Top of Provided entries
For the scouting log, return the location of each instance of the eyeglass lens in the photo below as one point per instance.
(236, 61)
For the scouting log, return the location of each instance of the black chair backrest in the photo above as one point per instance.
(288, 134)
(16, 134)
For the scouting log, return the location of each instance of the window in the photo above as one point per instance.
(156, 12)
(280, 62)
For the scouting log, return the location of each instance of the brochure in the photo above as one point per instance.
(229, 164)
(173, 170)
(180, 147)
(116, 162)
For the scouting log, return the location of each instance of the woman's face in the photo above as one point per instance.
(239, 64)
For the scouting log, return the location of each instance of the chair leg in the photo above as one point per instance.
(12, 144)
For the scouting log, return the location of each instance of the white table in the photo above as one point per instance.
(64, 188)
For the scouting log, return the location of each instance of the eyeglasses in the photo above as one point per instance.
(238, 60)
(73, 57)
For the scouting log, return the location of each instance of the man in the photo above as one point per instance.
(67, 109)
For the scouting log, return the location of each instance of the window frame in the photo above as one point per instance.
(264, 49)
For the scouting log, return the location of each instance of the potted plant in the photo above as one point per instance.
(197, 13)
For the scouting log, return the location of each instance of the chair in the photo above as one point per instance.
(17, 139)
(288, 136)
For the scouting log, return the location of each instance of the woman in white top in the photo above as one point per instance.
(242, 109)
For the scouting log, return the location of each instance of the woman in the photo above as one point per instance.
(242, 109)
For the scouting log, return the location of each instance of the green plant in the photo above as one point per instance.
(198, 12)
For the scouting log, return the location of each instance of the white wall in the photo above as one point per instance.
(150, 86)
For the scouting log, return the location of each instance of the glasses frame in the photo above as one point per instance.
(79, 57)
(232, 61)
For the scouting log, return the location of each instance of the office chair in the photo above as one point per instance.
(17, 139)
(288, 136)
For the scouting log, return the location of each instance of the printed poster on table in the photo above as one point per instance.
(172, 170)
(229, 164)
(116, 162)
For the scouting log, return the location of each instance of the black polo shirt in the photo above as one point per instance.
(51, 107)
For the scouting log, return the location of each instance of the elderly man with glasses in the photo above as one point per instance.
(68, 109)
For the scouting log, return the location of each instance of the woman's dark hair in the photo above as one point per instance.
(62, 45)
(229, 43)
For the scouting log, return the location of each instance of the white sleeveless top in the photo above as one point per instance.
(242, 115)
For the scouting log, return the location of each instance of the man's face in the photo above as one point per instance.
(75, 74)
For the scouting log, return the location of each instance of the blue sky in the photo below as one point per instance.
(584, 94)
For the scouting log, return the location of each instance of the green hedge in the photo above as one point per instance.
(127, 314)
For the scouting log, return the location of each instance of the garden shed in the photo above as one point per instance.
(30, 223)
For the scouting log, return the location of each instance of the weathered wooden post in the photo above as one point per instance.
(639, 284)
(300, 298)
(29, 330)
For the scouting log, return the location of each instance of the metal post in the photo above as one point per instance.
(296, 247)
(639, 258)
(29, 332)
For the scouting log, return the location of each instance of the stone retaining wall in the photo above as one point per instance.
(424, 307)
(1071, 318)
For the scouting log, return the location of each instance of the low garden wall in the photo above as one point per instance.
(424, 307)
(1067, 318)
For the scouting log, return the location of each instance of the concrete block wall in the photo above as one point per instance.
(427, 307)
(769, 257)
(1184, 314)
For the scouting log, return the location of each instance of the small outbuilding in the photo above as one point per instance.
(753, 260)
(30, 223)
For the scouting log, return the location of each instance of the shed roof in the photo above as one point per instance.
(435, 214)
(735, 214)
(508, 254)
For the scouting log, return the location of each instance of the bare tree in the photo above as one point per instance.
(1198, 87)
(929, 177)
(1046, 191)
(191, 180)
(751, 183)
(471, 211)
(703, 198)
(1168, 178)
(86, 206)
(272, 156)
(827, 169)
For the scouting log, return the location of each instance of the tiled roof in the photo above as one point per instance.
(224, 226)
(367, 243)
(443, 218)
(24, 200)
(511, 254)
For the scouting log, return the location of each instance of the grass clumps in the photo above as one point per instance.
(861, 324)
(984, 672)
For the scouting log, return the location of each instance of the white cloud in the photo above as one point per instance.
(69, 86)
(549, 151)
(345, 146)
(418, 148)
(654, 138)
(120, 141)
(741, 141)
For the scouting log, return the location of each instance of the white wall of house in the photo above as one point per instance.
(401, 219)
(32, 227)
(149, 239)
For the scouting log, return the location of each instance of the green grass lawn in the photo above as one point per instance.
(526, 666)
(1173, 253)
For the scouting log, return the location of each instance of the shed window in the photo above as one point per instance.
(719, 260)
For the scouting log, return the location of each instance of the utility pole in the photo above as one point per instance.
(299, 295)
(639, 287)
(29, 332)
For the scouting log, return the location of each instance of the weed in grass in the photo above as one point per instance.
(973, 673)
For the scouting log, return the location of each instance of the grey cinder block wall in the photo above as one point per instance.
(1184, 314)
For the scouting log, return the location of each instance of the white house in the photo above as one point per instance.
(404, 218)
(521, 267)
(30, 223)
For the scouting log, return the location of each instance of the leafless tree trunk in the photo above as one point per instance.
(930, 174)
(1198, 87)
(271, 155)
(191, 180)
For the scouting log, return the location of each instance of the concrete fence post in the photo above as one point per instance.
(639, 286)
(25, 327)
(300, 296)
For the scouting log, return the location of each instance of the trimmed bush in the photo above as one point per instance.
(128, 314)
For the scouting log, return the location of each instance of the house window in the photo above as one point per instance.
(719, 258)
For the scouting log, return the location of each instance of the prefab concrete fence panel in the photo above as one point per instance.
Bottom of Provided entries
# Problem to work on:
Restate each record above exactly, leaving nothing out.

# Exercise response:
For the scouting log, return the location of each instance of the eyeglass lens in the photo below as one point per instance.
(236, 61)
For the scouting log, return the location of each instance of the black chair backrest in the photo above as one point per instance.
(288, 134)
(16, 134)
For the scouting log, return the location of each instance of the window in the photo above as one point per instance.
(156, 12)
(280, 62)
For the scouting log, return the location of each instance of the brochure in the photo above as one point per instance.
(229, 164)
(173, 170)
(180, 147)
(116, 162)
For the scouting log, return the location of each instance of the woman's face in the photo above as one point per instance.
(239, 64)
For the scouting log, return the location of each instance of the chair leg in the photo above as one point per instance.
(12, 144)
For the scouting log, return the location of each instance of the white table in the photo above as one point per instance.
(64, 188)
For the scouting log, return the location of each instance of the eyeglasses in the photo above as one point per instance.
(238, 60)
(73, 57)
For the scouting log, return the location of each instance of the man in the photo above as one point per instance.
(67, 109)
For the scouting log, return the location of each instance of the window frame in the photo above as one point per instance.
(264, 49)
For the scouting log, return the location of each instance of the potted plant in the photo above as one point per instance.
(197, 13)
For the scouting log, return the location of each instance of the chair in the photo above as one point per instance.
(17, 139)
(288, 136)
For the scouting log, return the location of each instance of the woman in white top in the photo above as one point per instance.
(242, 109)
For the scouting log, return the location of each instance of the woman in the photo above as one point per instance.
(242, 109)
For the scouting log, return the location of each instance of the green plant in the photo above as one point per instance.
(198, 12)
For the scouting log, return the location of each instance of the white wall in the photo above as one point per instance.
(150, 86)
For the scouting log, return the location of each instance of the glasses frame in the photo above as one point per instance.
(79, 57)
(232, 61)
For the scouting log, return the location of each instance of the office chair in the photo above as one point per instance.
(17, 139)
(288, 136)
For the scouting log, return the location of each instance of the printed poster on table in the photo above as one point per instance.
(172, 170)
(229, 164)
(116, 162)
For the scouting log, return the location of each instance of the black polo shirt in the photo above as one point per instance.
(51, 107)
For the scouting log, return the location of each instance of the elderly man with glasses in the photo above as one point per instance.
(68, 109)
For the scouting log, return the location of each instance of the woman's dark hair in the photo above as one point per instance.
(62, 45)
(229, 43)
For the scouting log, return the location of each instance of the white sleeveless top in the photo above as one point per instance.
(242, 115)
For the scouting log, return the location of each instance of the man's face in the photo above as one point per instance.
(75, 74)
For the scouting log, return the location of each instance of the blue sky in the photo below as one point per instance.
(584, 94)
For the scouting log, return the location of each instance of the green hedge in the photo above as one point per instance.
(127, 314)
For the scouting log, return the location of each instance of the garden shed in the photo above as one point per instance.
(30, 223)
For the scouting log, return the location of each instance of the weathered wooden post in the photo above as one point per instance.
(639, 284)
(300, 298)
(29, 330)
For the scouting log, return the location of each instance of the metal post in the photo above as one point per instance.
(296, 247)
(639, 258)
(29, 332)
For the scouting log, return the location of each instance of the stone retaining wall in the photo above as one point per instance.
(424, 307)
(1071, 318)
For the scouting log, return the location of each instance of the low garden wall in the photo above as one point per instance.
(424, 307)
(1067, 318)
For the scouting log, return the location of each instance of the concrete block wall in the photo above as one point per instance.
(427, 307)
(769, 257)
(1184, 314)
For the scouting log, return the location of each instance of the small outbuilding in the photo above as one point per instance.
(753, 260)
(30, 223)
For the scouting log, return the location of each instance of the shed roof in the photo above as one point per instance.
(435, 214)
(735, 214)
(508, 254)
For the scouting log, return the location of each instance of the bare tree in the photo above as one point per instance.
(1198, 87)
(929, 177)
(1046, 191)
(191, 180)
(751, 183)
(471, 211)
(703, 198)
(1168, 178)
(86, 206)
(272, 156)
(827, 169)
For the scouting log, return the location of each instance of the tiled roof in the photo above as one point per instance.
(224, 226)
(367, 243)
(443, 218)
(24, 200)
(511, 254)
For the scouting log, return the location of each instance of the grass clumps in the photo above as one point per instance.
(861, 324)
(984, 672)
For the scouting log, return the location of each instance of the white cloud in the photo above as one point per instance.
(69, 86)
(549, 151)
(345, 146)
(418, 148)
(654, 138)
(120, 141)
(741, 141)
For the scouting log, return the location of each instance of the white wall of house in the photo above as one point per instance.
(401, 219)
(32, 227)
(149, 239)
For the scouting log, return the location of each instance of the green grass lawn in the photo above as one point per instance.
(526, 666)
(1173, 253)
For the scouting log, return the location of each instance of the shed window in the photo above as one point per instance.
(719, 260)
For the scouting log, return the location of each instance of the utility pole in the photo above as one point per instance.
(299, 295)
(639, 287)
(29, 332)
For the scouting log, return the location of each instance of the weed in grass in the photo above as one point per instance.
(973, 673)
For the scouting log, return the location of each instance of the grey cinder block wall in the photo above as one point per instance.
(1184, 314)
For the scouting log, return the location of each instance of the white house in the photo above as one point per instance.
(404, 218)
(521, 267)
(30, 223)
For the scouting log, return the location of each instance of the leafless tree trunk in the photo above as one point per instance.
(930, 174)
(1198, 87)
(271, 155)
(191, 180)
For the scouting log, return the location of each instance of the concrete fence post in the photo above as one point per instance.
(639, 286)
(25, 327)
(300, 296)
For the scouting log, return the location of each instance of the trimmed bush in the photo above as one point per instance.
(128, 314)
For the scouting log, return the location of each instance of the house window in the photo above as one point per instance.
(719, 258)
For the scouting log, return the location of each instance of the prefab concrete fence panel in the photo above as one point per instance.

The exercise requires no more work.